Goal of the exercise: Using the data beneath this instruction, retype only the lines from the one that contains "Target: lamp post" down to the one that contains "Would you kindly pick out the green foliage", both included, exactly as they appear.

Data to process:

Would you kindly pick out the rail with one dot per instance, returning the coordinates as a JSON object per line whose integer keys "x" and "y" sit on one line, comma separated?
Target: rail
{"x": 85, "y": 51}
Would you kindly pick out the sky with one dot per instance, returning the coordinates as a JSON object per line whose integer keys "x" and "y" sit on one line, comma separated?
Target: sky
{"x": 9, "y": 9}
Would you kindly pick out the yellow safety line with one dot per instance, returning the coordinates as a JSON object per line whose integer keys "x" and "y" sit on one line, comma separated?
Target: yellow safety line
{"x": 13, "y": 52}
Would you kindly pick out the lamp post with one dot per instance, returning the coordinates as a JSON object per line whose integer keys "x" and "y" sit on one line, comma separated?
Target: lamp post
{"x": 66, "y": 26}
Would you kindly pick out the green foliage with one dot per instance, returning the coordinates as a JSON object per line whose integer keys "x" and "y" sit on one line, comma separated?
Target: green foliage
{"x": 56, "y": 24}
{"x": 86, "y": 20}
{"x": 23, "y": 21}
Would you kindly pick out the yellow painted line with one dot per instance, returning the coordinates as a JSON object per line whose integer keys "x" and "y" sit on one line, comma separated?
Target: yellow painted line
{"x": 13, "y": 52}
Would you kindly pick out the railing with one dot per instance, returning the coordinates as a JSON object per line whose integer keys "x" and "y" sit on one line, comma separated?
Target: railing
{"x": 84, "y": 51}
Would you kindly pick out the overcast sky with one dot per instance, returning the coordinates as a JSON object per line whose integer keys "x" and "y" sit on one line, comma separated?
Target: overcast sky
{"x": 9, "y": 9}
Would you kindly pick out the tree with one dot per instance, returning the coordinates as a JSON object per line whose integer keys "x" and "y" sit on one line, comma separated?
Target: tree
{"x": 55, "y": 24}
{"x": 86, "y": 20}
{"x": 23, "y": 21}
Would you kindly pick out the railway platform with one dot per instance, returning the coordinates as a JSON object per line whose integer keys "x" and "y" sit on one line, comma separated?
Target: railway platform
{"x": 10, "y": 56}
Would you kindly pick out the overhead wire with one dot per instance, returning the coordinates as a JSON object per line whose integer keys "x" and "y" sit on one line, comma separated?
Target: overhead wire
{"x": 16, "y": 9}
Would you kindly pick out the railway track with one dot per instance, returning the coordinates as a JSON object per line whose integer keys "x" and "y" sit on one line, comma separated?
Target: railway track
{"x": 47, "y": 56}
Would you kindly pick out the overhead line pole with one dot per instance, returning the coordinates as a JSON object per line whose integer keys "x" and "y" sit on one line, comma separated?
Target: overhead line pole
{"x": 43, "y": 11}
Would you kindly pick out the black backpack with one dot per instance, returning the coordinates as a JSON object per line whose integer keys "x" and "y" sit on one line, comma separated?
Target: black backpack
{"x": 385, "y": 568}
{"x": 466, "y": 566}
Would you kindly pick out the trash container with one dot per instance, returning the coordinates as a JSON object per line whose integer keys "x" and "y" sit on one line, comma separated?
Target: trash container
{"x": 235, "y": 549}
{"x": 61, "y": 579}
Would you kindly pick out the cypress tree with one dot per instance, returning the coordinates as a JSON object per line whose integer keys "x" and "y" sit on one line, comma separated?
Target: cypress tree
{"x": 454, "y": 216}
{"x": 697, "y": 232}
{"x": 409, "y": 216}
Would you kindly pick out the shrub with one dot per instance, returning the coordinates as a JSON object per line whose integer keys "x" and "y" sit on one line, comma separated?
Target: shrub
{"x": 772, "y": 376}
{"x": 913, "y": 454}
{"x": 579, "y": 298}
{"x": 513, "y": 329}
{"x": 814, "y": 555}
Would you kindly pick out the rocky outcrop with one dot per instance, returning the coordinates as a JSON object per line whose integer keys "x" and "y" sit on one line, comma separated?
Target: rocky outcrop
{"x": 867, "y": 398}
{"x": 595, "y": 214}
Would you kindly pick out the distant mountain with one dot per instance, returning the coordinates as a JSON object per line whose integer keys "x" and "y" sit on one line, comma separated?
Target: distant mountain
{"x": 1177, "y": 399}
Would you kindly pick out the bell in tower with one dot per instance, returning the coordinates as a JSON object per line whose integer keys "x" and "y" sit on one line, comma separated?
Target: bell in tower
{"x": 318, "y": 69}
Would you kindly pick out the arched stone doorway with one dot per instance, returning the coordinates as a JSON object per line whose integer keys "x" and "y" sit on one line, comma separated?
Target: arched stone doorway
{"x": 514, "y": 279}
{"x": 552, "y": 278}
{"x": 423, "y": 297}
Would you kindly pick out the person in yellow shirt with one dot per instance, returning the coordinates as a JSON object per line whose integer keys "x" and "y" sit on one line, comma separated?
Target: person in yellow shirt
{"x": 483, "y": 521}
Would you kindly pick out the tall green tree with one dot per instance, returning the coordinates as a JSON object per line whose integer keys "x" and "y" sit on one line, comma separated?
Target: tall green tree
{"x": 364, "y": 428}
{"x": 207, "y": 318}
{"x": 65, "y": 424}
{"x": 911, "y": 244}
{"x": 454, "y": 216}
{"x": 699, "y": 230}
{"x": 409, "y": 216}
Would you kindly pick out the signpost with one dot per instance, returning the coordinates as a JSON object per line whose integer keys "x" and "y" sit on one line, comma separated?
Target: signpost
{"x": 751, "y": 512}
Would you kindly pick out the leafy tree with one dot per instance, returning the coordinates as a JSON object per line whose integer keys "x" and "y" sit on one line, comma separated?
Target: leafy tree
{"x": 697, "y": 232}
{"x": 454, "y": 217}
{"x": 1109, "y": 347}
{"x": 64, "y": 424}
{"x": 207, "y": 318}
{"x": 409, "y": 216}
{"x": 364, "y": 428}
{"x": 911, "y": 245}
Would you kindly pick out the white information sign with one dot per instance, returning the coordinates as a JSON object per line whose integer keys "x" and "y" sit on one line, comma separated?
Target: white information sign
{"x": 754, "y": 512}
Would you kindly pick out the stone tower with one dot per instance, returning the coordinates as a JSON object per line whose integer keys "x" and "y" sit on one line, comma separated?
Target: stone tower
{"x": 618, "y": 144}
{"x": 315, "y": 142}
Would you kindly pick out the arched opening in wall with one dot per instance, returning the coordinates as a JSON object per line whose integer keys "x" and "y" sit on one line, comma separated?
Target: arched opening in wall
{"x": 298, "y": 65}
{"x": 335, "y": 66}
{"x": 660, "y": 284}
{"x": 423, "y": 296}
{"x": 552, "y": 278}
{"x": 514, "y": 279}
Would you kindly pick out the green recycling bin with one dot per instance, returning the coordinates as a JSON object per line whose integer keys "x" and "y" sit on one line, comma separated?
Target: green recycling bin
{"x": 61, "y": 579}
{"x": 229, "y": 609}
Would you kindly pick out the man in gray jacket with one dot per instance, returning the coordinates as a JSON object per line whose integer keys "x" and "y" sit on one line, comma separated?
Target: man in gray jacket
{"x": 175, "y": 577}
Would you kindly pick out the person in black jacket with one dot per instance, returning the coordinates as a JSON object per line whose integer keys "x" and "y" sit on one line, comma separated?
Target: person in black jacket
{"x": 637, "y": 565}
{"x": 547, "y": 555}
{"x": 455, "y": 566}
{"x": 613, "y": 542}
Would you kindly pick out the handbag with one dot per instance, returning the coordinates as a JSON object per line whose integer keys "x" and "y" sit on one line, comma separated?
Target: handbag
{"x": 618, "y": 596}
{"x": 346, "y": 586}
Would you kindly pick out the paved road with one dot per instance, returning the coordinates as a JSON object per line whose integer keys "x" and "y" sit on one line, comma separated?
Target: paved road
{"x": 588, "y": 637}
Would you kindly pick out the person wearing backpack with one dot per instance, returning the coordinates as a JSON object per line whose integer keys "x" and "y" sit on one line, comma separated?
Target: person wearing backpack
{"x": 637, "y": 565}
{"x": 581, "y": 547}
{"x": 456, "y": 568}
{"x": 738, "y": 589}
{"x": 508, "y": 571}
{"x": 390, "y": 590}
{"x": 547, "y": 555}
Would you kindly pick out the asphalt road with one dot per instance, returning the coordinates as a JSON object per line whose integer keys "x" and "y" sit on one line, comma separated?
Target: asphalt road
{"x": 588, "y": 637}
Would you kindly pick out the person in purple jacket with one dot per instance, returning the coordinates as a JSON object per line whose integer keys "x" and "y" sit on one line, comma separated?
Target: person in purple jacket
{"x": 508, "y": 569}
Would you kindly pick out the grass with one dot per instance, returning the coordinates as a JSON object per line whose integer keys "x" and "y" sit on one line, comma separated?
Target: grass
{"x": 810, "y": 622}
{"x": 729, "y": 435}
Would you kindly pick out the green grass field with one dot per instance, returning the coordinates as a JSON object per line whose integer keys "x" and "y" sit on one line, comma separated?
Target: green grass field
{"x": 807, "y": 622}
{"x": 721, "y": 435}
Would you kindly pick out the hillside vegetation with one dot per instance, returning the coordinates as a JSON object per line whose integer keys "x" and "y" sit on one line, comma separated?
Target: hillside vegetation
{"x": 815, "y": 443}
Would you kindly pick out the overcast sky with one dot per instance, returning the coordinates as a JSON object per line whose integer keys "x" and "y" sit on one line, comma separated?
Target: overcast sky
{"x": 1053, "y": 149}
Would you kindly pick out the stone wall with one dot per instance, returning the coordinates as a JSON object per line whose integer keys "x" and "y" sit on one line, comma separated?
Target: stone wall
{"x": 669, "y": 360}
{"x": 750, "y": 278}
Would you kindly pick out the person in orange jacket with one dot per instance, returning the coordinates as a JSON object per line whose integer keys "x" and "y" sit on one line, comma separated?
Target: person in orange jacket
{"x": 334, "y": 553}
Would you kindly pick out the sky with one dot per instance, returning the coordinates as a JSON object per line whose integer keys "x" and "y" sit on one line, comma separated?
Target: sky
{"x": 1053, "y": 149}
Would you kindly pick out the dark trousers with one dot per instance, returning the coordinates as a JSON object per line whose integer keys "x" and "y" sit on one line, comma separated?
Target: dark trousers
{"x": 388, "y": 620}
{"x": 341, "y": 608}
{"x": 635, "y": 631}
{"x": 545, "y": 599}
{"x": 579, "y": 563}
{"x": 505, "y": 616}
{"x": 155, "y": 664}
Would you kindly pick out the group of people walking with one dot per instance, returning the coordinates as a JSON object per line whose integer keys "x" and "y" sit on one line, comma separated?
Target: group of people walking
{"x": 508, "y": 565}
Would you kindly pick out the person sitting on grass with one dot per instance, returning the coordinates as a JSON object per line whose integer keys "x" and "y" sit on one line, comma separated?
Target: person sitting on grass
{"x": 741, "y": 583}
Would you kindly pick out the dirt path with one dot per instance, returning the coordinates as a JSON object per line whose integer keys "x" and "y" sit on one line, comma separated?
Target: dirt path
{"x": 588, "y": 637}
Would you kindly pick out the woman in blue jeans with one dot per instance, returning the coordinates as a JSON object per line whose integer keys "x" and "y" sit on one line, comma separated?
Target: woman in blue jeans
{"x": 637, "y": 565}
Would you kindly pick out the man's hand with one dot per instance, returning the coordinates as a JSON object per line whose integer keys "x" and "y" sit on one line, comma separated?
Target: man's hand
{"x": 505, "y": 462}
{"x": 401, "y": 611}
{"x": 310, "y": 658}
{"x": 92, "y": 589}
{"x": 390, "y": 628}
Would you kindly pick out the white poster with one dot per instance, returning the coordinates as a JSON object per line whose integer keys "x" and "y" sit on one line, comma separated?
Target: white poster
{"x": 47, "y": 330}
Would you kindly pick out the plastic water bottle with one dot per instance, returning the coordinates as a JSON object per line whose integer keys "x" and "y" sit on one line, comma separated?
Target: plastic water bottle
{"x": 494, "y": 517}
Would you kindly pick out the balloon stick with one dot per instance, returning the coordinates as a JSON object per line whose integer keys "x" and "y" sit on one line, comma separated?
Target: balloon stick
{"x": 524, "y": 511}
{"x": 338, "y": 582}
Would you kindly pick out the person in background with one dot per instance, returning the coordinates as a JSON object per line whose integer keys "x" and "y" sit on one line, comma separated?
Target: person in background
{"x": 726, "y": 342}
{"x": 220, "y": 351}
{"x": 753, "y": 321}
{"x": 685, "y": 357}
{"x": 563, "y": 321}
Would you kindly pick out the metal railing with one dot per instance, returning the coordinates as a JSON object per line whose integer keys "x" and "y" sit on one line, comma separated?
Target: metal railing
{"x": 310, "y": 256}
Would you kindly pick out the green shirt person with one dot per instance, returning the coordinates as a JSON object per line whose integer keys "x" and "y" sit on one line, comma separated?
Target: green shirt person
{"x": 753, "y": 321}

Result for this task:
Target: lamp post
{"x": 66, "y": 26}
Would you kindly pick out the green foliage with one dot per instance, returning the coordinates as a JSON object per line whose integer keys "x" and "y" sit on one line, comma separated?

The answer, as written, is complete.